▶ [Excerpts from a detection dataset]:
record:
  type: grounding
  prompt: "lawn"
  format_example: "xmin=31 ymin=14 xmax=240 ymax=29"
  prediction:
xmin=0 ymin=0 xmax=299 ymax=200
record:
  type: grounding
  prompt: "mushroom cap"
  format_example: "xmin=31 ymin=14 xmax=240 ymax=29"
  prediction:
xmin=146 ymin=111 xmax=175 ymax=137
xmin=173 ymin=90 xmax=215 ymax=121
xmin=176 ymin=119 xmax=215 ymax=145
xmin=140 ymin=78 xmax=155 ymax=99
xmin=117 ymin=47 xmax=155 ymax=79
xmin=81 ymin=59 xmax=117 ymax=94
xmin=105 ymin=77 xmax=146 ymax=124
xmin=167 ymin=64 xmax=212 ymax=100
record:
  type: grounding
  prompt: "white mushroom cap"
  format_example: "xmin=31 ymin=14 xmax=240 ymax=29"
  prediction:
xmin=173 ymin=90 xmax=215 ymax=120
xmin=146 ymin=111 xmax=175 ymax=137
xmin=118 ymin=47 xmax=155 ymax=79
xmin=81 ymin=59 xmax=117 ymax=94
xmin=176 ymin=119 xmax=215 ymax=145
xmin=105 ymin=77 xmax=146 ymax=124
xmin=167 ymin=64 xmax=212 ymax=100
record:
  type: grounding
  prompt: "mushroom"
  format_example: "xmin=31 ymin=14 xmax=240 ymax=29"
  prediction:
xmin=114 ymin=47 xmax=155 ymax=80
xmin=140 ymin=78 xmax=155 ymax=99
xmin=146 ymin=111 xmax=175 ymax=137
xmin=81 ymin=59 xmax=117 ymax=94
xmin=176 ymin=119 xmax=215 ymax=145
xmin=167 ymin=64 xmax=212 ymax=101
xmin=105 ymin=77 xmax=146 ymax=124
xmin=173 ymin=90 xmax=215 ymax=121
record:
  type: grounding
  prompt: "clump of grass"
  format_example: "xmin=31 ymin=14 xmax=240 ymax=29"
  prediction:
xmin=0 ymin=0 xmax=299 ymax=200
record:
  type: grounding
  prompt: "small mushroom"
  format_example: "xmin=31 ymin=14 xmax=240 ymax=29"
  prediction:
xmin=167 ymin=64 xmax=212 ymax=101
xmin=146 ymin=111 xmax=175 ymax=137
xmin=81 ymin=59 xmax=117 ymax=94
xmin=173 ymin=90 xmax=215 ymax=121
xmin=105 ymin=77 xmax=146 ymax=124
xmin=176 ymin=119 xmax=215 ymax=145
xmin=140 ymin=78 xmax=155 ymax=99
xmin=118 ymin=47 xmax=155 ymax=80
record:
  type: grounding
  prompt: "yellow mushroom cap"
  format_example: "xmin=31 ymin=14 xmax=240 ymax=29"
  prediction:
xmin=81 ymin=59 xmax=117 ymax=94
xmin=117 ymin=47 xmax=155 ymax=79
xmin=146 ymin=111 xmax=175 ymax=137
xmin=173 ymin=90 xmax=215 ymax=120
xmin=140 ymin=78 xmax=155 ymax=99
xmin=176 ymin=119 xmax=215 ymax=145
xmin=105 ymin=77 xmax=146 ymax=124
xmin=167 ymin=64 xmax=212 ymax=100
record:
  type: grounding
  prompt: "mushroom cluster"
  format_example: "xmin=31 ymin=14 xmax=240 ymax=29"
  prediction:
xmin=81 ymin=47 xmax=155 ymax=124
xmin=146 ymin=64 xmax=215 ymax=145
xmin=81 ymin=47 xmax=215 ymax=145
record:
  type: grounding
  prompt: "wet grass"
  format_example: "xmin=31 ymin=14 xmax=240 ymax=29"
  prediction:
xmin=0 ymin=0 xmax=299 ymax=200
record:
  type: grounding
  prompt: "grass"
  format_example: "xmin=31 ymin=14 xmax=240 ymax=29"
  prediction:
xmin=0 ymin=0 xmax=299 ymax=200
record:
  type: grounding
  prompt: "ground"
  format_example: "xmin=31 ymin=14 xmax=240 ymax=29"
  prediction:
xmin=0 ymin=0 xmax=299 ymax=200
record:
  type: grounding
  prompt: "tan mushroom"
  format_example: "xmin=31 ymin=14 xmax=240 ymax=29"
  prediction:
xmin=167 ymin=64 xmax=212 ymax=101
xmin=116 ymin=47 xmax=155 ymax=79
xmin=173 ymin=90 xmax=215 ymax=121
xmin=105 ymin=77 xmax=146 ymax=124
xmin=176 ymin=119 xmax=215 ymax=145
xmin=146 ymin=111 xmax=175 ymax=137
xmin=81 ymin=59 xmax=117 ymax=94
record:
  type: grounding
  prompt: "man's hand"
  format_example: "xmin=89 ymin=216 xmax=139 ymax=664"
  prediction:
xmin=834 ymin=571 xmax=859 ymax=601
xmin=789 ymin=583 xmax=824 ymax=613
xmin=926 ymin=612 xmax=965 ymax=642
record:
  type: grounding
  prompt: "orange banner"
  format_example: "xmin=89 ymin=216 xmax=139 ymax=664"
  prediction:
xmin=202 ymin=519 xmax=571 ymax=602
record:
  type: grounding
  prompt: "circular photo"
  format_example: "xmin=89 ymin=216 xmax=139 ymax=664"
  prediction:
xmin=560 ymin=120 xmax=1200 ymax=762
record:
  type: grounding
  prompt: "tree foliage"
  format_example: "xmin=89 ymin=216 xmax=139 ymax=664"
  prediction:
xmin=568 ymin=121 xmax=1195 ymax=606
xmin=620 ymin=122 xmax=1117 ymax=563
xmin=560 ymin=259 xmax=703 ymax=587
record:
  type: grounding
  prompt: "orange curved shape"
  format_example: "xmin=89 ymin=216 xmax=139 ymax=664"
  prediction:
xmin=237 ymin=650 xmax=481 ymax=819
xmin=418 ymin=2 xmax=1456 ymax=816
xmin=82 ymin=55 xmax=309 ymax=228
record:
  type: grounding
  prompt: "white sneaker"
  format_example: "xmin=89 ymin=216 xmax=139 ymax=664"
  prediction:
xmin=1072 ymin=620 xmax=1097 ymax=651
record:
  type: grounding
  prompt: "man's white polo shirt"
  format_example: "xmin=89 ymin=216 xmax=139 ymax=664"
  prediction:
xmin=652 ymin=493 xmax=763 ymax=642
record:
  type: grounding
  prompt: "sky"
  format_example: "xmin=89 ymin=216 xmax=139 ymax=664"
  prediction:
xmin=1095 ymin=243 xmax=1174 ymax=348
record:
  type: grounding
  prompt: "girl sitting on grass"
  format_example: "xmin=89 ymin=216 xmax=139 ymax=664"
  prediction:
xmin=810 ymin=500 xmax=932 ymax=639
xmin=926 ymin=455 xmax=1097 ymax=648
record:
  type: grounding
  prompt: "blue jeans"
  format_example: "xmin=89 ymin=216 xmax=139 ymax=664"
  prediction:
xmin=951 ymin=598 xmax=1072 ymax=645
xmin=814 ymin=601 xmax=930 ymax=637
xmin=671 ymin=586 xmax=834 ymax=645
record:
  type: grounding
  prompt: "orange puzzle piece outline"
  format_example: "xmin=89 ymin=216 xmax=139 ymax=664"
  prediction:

▶ [Short problem]:
How many lines of the items above contain the string "orange"? Case counts; give only the number.

▶ [Completed task]:
3